== What to work on ==
Convert the data into a Markdown table with the columns "Row" and "Data line", starting at the first line and stopping after the line that contains "M87 3L89 5L87". Skip blank lines, and give each remaining line its own numbered row.

....................

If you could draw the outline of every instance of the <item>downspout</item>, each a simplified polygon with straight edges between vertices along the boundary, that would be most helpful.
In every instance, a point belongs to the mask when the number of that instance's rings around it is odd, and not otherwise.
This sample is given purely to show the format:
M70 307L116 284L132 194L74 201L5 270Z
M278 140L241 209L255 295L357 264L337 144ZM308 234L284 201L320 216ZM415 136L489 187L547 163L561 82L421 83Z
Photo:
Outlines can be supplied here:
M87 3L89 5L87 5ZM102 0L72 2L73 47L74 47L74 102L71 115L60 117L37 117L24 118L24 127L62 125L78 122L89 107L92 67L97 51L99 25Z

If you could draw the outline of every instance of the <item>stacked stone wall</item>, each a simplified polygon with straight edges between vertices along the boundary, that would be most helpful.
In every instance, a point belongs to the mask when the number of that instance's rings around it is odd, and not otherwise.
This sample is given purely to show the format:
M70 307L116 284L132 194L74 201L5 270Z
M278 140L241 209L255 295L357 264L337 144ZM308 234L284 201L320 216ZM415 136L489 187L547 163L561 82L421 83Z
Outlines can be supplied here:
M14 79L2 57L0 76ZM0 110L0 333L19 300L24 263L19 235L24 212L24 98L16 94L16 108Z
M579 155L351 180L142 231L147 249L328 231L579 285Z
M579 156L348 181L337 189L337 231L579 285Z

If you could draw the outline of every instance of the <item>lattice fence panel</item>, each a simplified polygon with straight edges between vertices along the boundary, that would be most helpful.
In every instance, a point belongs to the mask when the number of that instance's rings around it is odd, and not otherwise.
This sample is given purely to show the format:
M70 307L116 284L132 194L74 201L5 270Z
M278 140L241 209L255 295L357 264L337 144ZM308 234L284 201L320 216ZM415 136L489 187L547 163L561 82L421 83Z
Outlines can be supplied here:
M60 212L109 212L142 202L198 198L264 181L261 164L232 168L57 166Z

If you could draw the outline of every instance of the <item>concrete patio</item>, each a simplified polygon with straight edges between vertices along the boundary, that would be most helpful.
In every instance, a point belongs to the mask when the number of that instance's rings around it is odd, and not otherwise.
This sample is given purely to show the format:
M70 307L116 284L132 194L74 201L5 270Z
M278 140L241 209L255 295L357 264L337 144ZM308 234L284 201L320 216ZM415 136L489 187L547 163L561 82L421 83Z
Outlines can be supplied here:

....................

== Finished task ==
| Row | Data line |
|---|---|
| 1 | If you could draw the outline of every instance of the <item>downspout</item>, each a simplified polygon with straight edges between vertices along the boundary, that would be most helpful. |
| 2 | In every instance, a point belongs to the mask when the number of that instance's rings around it is odd, and not otherwise. |
| 3 | This sample is given purely to show the format: |
| 4 | M70 307L116 284L132 194L74 201L5 270Z |
| 5 | M278 140L241 209L255 295L357 264L337 144ZM308 234L284 201L320 216ZM415 136L489 187L547 163L561 82L421 83Z |
| 6 | Photo: |
| 7 | Outlines can be supplied here: |
| 8 | M87 3L89 5L87 5ZM102 0L72 2L73 47L74 47L74 102L71 115L60 117L37 117L24 118L24 127L62 125L78 122L89 107L92 67L97 51L99 25Z |